_Your goal_
All records, minus the pictures: write them out exactly.

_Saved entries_

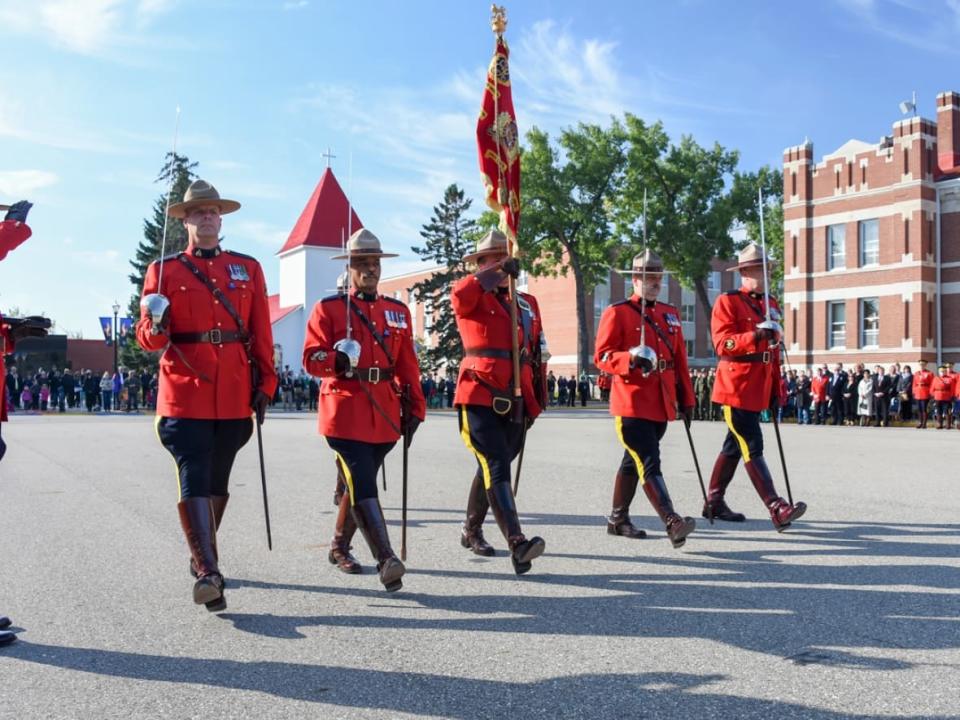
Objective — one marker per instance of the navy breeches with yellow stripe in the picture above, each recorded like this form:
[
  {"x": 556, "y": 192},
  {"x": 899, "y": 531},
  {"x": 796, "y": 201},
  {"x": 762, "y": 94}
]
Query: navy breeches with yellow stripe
[
  {"x": 641, "y": 441},
  {"x": 744, "y": 436},
  {"x": 204, "y": 451},
  {"x": 360, "y": 462},
  {"x": 493, "y": 439}
]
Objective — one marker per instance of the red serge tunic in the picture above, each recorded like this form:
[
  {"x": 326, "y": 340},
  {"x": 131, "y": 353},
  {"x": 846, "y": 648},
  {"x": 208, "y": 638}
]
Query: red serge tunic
[
  {"x": 345, "y": 411},
  {"x": 483, "y": 319},
  {"x": 12, "y": 235},
  {"x": 656, "y": 396},
  {"x": 922, "y": 380},
  {"x": 748, "y": 385},
  {"x": 210, "y": 381}
]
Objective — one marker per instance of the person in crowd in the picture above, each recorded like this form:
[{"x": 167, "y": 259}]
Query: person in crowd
[{"x": 943, "y": 390}]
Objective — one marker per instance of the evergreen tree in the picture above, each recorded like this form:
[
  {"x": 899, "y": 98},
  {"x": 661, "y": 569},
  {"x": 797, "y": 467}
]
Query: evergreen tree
[
  {"x": 180, "y": 171},
  {"x": 449, "y": 236}
]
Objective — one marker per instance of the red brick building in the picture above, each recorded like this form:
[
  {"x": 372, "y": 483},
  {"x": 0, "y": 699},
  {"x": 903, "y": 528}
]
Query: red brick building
[
  {"x": 872, "y": 246},
  {"x": 558, "y": 305}
]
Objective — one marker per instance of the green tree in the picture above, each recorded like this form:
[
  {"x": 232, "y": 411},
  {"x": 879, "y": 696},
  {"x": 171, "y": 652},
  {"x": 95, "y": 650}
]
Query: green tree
[
  {"x": 448, "y": 237},
  {"x": 179, "y": 171},
  {"x": 691, "y": 209},
  {"x": 565, "y": 227},
  {"x": 744, "y": 193}
]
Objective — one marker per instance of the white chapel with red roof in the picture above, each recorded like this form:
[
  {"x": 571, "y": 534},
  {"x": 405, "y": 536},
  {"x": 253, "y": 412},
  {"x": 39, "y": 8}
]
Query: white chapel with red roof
[{"x": 307, "y": 274}]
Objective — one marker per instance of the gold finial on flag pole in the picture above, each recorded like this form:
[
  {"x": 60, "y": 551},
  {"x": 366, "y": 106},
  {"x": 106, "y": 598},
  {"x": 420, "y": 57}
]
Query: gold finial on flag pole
[{"x": 498, "y": 19}]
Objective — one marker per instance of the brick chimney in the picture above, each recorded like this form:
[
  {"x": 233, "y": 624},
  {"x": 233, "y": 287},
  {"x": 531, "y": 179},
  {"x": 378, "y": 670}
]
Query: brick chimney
[{"x": 948, "y": 132}]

_Exercise solution_
Objective — one marker per instance of the navy breeches with yellow stripe in the picture above, each recorded like this form:
[
  {"x": 556, "y": 192},
  {"x": 899, "y": 531},
  {"x": 796, "y": 201},
  {"x": 762, "y": 94}
]
Query: navy breeches with yellow stripe
[
  {"x": 641, "y": 441},
  {"x": 744, "y": 436},
  {"x": 204, "y": 451},
  {"x": 360, "y": 462},
  {"x": 493, "y": 439}
]
Objective — one marker per instance of the red serge tunic in the picture above, each recorded like this form:
[
  {"x": 326, "y": 340},
  {"x": 131, "y": 353},
  {"x": 846, "y": 648},
  {"x": 208, "y": 638}
]
Query: red serge tunic
[
  {"x": 345, "y": 411},
  {"x": 483, "y": 319},
  {"x": 12, "y": 235},
  {"x": 656, "y": 396},
  {"x": 922, "y": 380},
  {"x": 748, "y": 385},
  {"x": 210, "y": 381}
]
Objective — one marker per instance of the person in crowd in the picture above, each recorded like this form:
[{"x": 167, "y": 259}]
Query: person in crowd
[{"x": 943, "y": 390}]
Objective — one marker per instance of the evergreen tree in the picture above, each recorded like this form:
[
  {"x": 899, "y": 98},
  {"x": 661, "y": 569},
  {"x": 797, "y": 467}
]
Query: evergreen tree
[
  {"x": 180, "y": 171},
  {"x": 449, "y": 236}
]
Objective — one marker per instance of the red brick building in the picture above, each recorded like this form:
[
  {"x": 372, "y": 483},
  {"x": 0, "y": 699},
  {"x": 903, "y": 528}
]
Query: red brick building
[
  {"x": 872, "y": 246},
  {"x": 558, "y": 305}
]
Objective — one marker per instance of the green tree in the picture above, each recorded like this form:
[
  {"x": 232, "y": 411},
  {"x": 879, "y": 696},
  {"x": 171, "y": 652},
  {"x": 95, "y": 650}
]
Query: green tree
[
  {"x": 448, "y": 237},
  {"x": 179, "y": 171},
  {"x": 691, "y": 209},
  {"x": 565, "y": 227},
  {"x": 744, "y": 193}
]
Objective — one marker per instance of the white chapel with red roof in the picture above, each recorded like this form:
[
  {"x": 571, "y": 534},
  {"x": 405, "y": 536},
  {"x": 253, "y": 412},
  {"x": 39, "y": 8}
]
Query: white chapel with red roof
[{"x": 307, "y": 274}]
Objective — one marker per instance of the gold finial on flag pole in the picture above, each recorded like this form:
[
  {"x": 60, "y": 551},
  {"x": 366, "y": 106},
  {"x": 106, "y": 598},
  {"x": 420, "y": 57}
]
Query: gold finial on flag pole
[{"x": 498, "y": 19}]
Objective — one marker per instance of the brick chimney in the picture above, each recorded like this form:
[
  {"x": 233, "y": 624},
  {"x": 233, "y": 287},
  {"x": 531, "y": 179},
  {"x": 378, "y": 670}
]
Query: brick chimney
[{"x": 948, "y": 132}]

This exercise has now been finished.